> [Extract provided]:

'''

Is Halal Business Real?
For
a long time, the halal simply meant buying meat from a halal butcher,
who slaughtered in accordance with Islamic principles. But the halal
food market has exploded in the past decade and is now worth an
estimated $632 billion annually, according to the Halal Journal,
a Kuala Lumpur-based magazine. That’s about 16% of the entire global
food industry. Throw in the fast-growing Islam-friendly finance sector
and the myriad other products and services — cosmetics, real estate,
hotels, fashion, insurance — that comply with Islamic law and the
teachings of the Qur’an, and the sector is worth well over $1 trillion a
year, according a recent report in Time magazine.
Time
attributes the rise of the halal economy to the world’s 1.6 billion
Muslims, most of whom are younger and, in some places at least, richer
than ever. Seeking to exploit that huge market, non-Muslim
multinationals like Tesco, McDonald’s and Nestlé have expanded their
Muslim-friendly offerings and now control an estimated 90% of the
global halal market.
Beyond halal food, the global economic crisis has brought attention to Islamic finance
as an alternative for both Muslim non-Muslim customers. In a recent
article, the Vatican newspaper Osservatore Romano has voiced its
approval of Islamic finance. The Vatican paper wrote that banks should
look at the rules of Islamic finance to restore confidence amongst
their clients at a time of global economic crisis.
“The ethical principles on which Islamic finance is based may bring
banks closer to their clients and to the true spirit which should mark
every financial service,” the Osservatore Romano said. “Western banks
could use tools such as the Islamic bonds,
known as sukuk, as collateral”. Sukuk may be used to fund the “‘car
industry or the next Olympic Games in London,” the article says.
Investors
are attracted by Islamic banking’s more conservative approach: Islamic
law forbids banks from charging interest (though customers pay fees)

'''

> [Stated task a]: Reproduce the article on the halal economy word for word, in full.
The article and the rows after it are separate material.

> [Records provided]:
'''

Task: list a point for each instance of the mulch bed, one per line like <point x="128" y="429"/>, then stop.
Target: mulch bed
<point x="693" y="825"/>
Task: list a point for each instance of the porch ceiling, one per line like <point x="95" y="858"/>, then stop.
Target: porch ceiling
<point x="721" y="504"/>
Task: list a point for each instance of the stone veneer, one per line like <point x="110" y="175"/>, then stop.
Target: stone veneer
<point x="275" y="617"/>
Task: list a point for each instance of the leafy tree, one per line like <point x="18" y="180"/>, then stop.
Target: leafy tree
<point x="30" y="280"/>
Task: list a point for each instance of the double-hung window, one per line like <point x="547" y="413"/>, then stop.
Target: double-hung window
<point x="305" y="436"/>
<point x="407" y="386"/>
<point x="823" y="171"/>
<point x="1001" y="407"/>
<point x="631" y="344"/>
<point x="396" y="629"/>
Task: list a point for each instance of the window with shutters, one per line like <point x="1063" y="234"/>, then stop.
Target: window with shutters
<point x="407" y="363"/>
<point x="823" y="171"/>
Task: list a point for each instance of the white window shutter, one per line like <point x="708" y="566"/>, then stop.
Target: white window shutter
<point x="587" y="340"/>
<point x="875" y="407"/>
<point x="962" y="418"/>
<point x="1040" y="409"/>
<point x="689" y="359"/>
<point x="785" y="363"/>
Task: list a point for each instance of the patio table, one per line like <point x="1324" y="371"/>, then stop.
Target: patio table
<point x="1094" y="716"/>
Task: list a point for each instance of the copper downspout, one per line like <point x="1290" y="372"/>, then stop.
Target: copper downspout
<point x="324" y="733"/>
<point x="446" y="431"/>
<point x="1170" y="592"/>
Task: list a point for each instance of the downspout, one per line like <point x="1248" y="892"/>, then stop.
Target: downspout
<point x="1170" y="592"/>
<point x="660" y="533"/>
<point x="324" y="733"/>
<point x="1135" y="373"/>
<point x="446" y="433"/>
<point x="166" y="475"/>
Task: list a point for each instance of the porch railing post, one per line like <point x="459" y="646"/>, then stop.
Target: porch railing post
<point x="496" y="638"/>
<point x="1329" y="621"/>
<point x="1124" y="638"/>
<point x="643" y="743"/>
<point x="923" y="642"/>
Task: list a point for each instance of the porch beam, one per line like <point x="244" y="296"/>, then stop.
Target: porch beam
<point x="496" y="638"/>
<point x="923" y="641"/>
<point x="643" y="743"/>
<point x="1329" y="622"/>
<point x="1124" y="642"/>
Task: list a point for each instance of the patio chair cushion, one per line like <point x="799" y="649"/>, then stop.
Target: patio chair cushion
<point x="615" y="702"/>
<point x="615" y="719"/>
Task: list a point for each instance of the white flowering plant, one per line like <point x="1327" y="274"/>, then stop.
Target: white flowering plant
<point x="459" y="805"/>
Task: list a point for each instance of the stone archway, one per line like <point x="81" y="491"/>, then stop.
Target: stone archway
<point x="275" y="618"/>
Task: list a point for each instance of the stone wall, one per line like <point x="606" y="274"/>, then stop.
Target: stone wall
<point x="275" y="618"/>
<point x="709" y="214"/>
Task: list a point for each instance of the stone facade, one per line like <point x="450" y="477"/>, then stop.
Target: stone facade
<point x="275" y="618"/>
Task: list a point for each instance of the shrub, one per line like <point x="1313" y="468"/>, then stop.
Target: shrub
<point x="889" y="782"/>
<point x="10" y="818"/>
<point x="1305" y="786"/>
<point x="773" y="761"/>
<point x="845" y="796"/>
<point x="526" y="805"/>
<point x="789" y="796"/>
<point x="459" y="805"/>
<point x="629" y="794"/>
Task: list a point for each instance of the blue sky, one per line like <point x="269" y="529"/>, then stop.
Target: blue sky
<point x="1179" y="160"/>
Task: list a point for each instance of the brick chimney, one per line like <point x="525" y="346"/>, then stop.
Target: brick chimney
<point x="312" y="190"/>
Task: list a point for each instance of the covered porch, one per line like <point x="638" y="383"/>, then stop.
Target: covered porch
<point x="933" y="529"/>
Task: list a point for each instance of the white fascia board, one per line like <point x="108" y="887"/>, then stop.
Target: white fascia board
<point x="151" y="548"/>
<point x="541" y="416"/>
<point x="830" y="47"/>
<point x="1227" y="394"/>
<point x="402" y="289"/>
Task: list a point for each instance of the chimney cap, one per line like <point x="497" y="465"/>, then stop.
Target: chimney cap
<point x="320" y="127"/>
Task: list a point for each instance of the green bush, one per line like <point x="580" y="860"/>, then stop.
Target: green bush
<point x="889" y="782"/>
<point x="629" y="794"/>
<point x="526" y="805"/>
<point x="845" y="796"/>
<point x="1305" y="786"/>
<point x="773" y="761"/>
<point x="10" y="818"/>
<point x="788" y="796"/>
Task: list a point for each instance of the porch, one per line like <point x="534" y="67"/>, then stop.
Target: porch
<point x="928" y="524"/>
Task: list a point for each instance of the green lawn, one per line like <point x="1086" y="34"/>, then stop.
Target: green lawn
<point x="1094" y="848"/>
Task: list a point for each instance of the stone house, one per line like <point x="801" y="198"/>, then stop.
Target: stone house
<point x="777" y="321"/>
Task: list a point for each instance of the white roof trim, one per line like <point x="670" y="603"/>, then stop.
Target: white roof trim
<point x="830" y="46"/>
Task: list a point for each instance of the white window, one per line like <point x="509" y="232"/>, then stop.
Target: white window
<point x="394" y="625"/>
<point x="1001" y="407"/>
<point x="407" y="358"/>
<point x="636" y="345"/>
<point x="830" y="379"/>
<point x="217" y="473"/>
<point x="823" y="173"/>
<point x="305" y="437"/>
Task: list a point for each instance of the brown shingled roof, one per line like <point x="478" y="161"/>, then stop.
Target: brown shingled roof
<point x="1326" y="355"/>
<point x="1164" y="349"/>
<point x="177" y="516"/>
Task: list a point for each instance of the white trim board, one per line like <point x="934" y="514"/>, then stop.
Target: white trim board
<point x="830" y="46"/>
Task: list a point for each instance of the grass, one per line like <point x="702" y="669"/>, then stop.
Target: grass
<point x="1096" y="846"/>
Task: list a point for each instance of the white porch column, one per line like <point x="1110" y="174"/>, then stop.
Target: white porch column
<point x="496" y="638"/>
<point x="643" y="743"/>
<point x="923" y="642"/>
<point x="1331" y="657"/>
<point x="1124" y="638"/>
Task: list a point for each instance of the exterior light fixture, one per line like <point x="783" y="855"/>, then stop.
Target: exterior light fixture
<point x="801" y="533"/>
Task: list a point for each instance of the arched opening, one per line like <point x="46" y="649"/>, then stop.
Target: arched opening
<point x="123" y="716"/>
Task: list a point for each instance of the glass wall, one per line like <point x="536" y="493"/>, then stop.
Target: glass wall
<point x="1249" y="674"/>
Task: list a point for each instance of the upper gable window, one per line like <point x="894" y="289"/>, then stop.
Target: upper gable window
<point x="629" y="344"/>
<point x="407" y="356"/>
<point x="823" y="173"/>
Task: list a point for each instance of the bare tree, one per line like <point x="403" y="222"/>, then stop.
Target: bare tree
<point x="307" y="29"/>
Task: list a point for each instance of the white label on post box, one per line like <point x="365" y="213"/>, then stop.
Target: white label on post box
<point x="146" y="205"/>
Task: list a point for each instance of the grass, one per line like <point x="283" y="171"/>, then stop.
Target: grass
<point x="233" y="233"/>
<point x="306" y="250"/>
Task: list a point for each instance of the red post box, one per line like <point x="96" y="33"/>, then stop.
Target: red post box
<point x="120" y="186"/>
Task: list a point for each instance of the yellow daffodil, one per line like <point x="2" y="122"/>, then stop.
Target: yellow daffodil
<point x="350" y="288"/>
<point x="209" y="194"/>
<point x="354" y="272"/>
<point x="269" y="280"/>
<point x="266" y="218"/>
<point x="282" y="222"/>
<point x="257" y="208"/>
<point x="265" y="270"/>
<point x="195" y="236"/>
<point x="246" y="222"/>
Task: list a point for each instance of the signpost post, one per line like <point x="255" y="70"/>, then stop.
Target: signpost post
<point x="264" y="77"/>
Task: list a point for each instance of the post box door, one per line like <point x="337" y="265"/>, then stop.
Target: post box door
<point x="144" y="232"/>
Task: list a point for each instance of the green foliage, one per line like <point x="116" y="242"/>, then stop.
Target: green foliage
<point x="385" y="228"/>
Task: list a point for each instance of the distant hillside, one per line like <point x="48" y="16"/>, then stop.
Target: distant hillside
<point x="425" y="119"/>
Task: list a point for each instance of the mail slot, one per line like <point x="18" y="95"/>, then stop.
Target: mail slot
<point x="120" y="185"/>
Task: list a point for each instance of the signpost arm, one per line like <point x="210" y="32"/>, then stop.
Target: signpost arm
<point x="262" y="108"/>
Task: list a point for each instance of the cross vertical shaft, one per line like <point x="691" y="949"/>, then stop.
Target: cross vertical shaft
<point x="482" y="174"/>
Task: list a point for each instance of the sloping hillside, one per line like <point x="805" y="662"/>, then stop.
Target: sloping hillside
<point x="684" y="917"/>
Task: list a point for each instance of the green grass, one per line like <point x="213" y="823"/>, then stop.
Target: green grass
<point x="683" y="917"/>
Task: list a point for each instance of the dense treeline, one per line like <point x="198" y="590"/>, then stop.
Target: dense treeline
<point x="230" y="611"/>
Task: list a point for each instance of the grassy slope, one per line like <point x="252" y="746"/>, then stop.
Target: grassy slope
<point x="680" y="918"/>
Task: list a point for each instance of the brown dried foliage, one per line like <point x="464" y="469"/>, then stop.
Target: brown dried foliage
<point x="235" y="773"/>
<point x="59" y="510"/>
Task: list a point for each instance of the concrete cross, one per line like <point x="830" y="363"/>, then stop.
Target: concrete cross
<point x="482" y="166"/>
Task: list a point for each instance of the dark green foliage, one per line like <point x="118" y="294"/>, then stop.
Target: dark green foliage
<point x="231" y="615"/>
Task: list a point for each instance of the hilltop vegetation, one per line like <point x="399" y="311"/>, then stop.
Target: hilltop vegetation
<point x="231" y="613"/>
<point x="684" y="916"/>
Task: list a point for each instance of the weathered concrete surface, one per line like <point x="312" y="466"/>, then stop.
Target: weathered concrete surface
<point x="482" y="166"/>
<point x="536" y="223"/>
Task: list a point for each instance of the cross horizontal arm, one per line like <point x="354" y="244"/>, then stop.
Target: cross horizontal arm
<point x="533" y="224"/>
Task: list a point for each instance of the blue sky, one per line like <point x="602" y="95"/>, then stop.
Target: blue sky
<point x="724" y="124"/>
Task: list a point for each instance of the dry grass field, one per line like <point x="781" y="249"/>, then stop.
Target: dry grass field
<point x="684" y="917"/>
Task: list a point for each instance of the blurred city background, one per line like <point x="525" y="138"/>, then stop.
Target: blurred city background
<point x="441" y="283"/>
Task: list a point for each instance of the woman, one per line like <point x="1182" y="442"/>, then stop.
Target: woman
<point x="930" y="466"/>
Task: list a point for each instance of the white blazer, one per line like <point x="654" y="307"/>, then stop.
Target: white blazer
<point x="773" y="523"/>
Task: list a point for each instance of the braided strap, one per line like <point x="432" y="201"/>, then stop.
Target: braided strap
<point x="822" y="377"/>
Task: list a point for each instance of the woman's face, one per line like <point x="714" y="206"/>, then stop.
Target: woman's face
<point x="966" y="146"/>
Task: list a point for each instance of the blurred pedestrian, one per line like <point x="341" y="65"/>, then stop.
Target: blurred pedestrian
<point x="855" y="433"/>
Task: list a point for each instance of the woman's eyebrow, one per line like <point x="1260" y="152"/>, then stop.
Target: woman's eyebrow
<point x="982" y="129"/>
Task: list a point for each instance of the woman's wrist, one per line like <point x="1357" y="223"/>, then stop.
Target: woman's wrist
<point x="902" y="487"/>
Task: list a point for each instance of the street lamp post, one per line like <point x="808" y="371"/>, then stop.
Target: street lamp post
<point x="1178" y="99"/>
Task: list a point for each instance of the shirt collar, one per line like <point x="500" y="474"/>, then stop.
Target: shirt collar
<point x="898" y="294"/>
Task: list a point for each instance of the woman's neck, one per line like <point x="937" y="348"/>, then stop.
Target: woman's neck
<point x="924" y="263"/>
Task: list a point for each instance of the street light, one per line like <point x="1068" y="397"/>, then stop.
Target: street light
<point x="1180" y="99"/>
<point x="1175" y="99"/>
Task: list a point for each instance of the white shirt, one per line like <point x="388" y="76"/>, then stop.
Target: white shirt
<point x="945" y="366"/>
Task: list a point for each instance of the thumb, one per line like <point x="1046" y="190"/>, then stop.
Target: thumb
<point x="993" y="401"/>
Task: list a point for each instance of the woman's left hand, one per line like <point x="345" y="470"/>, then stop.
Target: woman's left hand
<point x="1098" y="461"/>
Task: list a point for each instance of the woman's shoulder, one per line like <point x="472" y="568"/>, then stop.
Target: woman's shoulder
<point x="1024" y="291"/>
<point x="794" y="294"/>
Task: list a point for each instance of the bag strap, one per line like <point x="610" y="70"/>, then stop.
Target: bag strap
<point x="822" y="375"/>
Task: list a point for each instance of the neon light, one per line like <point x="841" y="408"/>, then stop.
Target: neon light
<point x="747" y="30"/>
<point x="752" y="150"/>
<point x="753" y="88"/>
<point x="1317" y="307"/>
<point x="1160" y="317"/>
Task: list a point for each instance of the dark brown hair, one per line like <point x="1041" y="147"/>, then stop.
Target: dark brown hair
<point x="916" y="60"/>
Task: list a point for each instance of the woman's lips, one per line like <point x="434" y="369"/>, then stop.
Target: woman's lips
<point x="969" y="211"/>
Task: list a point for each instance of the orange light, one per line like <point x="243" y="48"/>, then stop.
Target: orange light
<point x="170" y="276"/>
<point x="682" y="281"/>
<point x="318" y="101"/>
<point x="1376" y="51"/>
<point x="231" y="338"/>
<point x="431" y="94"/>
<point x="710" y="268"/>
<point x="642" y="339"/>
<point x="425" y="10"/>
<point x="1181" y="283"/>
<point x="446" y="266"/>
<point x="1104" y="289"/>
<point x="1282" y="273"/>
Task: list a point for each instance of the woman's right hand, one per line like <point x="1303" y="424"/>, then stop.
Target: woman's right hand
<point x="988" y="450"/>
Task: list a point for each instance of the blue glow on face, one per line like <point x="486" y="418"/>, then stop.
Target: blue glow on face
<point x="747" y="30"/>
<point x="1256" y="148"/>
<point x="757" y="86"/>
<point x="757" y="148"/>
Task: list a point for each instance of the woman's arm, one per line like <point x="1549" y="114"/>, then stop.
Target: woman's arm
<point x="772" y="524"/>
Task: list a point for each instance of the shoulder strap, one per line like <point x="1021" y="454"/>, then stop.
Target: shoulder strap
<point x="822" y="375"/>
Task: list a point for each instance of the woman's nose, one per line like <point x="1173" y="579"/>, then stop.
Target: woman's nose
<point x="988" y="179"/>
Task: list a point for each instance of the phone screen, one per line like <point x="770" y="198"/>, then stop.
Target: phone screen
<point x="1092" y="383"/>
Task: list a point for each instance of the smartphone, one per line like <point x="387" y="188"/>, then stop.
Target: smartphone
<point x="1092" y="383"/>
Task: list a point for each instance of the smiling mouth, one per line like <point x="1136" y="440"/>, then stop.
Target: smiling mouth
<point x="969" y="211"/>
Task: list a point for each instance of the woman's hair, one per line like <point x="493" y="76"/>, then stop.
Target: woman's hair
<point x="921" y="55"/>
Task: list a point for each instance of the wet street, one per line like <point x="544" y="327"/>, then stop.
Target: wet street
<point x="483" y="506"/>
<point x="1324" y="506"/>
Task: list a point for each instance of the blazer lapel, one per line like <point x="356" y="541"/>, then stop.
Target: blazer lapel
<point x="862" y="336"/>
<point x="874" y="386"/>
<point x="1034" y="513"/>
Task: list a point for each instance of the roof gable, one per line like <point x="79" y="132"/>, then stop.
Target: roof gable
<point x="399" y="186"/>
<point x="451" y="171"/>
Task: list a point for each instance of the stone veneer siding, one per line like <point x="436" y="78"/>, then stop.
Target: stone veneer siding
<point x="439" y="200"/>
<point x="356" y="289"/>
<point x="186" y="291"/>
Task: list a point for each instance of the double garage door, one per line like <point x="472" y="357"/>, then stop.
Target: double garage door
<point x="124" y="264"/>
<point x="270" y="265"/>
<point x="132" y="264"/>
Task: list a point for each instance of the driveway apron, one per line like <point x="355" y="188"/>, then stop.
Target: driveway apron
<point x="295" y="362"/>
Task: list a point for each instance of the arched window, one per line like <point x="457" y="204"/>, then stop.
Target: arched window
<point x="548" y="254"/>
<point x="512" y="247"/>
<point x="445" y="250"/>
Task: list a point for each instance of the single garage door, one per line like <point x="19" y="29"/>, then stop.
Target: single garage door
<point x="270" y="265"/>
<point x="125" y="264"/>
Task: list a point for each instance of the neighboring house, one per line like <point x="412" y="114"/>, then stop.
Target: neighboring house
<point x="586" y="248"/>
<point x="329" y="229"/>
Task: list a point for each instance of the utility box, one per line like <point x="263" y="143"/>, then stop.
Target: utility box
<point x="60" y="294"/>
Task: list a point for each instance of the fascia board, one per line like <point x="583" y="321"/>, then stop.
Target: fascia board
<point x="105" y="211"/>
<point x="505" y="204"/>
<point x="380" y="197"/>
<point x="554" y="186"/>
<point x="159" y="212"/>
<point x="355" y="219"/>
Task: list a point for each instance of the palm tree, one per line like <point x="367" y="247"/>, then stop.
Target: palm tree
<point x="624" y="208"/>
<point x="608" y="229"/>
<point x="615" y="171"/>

'''

> [Stated task b]: Quote the rows from the one holding "Task: list a point for each instance of the utility" through the final row, with both ends included.

> [Exercise solution a]:
Is Halal Business Real?
For
a long time, the halal simply meant buying meat from a halal butcher,
who slaughtered in accordance with Islamic principles. But the halal
food market has exploded in the past decade and is now worth an
estimated $632 billion annually, according to the Halal Journal,
a Kuala Lumpur-based magazine. That’s about 16% of the entire global
food industry. Throw in the fast-growing Islam-friendly finance sector
and the myriad other products and services — cosmetics, real estate,
hotels, fashion, insurance — that comply with Islamic law and the
teachings of the Qur’an, and the sector is worth well over $1 trillion a
year, according a recent report in Time magazine.
Time
attributes the rise of the halal economy to the world’s 1.6 billion
Muslims, most of whom are younger and, in some places at least, richer
than ever. Seeking to exploit that huge market, non-Muslim
multinationals like Tesco, McDonald’s and Nestlé have expanded their
Muslim-friendly offerings and now control an estimated 90% of the
global halal market.
Beyond halal food, the global economic crisis has brought attention to Islamic finance
as an alternative for both Muslim non-Muslim customers. In a recent
article, the Vatican newspaper Osservatore Romano has voiced its
approval of Islamic finance. The Vatican paper wrote that banks should
look at the rules of Islamic finance to restore confidence amongst
their clients at a time of global economic crisis.
“The ethical principles on which Islamic finance is based may bring
banks closer to their clients and to the true spirit which should mark
every financial service,” the Osservatore Romano said. “Western banks
could use tools such as the Islamic bonds,
known as sukuk, as collateral”. Sukuk may be used to fund the “‘car
industry or the next Olympic Games in London,” the article says.
Investors
are attracted by Islamic banking’s more conservative approach: Islamic
law forbids banks from charging interest (though customers pay fees)

> [Exercise solution b]:
Task: list a point for each instance of the utility box, one per line like <point x="263" y="143"/>, then stop.
Target: utility box
<point x="60" y="294"/>
Task: list a point for each instance of the fascia board, one per line like <point x="583" y="321"/>, then stop.
Target: fascia board
<point x="105" y="211"/>
<point x="505" y="204"/>
<point x="380" y="197"/>
<point x="554" y="186"/>
<point x="159" y="212"/>
<point x="355" y="219"/>
Task: list a point for each instance of the palm tree, one per line like <point x="367" y="247"/>, then stop.
Target: palm tree
<point x="624" y="208"/>
<point x="608" y="229"/>
<point x="615" y="171"/>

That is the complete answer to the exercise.